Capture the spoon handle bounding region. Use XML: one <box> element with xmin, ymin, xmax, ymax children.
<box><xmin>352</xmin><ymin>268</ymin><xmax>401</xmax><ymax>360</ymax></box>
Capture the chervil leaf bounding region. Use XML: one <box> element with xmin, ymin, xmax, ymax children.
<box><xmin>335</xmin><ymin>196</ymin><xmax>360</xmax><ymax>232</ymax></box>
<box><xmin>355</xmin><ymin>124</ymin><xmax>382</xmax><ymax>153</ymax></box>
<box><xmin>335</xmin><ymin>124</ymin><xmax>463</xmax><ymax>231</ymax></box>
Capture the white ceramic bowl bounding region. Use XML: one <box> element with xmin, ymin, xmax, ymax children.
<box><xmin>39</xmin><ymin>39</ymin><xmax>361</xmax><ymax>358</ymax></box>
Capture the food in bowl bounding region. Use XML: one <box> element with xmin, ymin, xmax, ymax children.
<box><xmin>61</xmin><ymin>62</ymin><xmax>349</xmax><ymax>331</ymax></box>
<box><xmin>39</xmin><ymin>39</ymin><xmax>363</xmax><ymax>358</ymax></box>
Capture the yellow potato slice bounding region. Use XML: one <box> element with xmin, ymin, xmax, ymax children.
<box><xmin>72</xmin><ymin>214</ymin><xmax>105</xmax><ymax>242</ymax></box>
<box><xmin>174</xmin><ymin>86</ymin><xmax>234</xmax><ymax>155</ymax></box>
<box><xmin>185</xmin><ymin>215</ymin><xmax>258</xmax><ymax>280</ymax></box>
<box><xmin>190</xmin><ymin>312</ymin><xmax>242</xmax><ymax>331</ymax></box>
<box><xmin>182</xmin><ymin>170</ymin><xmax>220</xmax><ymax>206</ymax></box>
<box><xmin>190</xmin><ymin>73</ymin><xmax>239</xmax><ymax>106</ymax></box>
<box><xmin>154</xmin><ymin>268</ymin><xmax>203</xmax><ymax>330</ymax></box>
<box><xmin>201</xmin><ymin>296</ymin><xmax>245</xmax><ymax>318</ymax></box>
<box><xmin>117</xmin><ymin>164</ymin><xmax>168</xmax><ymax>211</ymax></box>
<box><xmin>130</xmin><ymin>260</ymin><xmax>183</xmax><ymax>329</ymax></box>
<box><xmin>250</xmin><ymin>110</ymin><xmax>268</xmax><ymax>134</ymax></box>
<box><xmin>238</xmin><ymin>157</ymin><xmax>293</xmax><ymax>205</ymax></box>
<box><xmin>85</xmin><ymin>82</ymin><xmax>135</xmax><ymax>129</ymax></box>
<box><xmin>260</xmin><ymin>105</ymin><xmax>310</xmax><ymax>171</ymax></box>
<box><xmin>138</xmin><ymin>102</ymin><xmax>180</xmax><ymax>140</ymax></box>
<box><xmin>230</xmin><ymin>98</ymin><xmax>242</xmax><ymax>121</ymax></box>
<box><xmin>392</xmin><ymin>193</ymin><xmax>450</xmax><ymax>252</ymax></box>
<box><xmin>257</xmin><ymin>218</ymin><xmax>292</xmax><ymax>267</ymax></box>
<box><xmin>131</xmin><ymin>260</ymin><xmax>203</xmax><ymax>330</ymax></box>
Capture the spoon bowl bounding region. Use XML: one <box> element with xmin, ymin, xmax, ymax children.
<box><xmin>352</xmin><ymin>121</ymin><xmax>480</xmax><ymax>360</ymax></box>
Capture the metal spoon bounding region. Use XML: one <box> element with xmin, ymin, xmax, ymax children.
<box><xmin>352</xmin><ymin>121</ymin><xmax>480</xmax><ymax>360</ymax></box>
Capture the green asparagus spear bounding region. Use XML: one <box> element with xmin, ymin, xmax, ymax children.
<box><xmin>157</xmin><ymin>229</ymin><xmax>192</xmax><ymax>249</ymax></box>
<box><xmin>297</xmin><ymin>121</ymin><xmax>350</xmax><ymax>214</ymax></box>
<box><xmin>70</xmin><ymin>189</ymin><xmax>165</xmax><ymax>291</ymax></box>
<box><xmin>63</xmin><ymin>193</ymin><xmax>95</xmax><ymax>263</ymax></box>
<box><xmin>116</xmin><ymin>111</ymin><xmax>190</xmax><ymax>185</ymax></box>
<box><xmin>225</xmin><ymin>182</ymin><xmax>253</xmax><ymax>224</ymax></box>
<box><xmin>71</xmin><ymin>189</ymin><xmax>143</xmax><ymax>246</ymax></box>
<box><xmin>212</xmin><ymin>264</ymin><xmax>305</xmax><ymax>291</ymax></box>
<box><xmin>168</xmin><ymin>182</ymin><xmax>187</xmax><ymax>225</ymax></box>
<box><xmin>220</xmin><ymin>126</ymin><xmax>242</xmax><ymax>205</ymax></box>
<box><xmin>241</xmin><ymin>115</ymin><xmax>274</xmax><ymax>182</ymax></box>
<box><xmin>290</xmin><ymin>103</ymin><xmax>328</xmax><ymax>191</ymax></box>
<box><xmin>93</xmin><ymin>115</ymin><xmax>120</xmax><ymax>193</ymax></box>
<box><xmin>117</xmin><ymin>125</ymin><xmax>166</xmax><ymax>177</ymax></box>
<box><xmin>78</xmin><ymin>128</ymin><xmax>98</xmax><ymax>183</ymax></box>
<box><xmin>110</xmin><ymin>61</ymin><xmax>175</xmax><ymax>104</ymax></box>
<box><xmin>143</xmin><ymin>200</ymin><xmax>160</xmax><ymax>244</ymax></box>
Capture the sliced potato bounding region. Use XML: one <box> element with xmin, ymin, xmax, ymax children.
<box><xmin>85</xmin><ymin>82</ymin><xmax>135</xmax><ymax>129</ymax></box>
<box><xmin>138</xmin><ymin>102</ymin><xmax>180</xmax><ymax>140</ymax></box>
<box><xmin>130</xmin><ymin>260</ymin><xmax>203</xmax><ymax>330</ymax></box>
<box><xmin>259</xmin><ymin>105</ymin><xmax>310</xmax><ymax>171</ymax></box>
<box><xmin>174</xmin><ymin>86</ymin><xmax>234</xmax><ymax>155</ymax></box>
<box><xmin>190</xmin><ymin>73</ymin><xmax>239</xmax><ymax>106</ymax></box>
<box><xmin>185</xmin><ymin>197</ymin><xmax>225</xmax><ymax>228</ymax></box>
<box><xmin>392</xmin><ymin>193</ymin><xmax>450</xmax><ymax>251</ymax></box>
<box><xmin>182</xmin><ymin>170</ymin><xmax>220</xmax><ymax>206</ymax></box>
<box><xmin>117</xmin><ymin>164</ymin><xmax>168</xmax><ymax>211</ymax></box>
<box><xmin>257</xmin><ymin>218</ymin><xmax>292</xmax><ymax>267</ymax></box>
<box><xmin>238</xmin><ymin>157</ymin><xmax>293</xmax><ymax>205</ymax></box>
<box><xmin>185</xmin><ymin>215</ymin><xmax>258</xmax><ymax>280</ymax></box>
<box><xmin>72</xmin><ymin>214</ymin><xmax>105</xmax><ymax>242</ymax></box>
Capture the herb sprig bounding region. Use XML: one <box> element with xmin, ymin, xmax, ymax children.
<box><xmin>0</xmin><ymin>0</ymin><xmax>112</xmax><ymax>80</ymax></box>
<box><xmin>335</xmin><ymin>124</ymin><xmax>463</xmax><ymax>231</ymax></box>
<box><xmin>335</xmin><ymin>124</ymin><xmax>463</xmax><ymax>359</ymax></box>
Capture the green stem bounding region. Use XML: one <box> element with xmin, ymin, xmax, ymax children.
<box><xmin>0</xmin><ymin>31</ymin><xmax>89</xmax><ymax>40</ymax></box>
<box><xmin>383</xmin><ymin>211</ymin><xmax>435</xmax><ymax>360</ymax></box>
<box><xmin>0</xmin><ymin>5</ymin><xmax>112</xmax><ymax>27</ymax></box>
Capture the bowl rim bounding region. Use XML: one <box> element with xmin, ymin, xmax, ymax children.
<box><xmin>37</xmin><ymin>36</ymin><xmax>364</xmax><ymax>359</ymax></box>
# # # # #
**Problem description:** Return each line of the listing above that contains the string "potato", where case counts.

**Solved exercise:**
Capture the yellow potato slice bounding region. Use XML: one <box> element with xmin, ymin, xmax, ymax children.
Capture the sliced potato bounding region. Use XML: one <box> element with xmin, ymin, xmax, ymax children.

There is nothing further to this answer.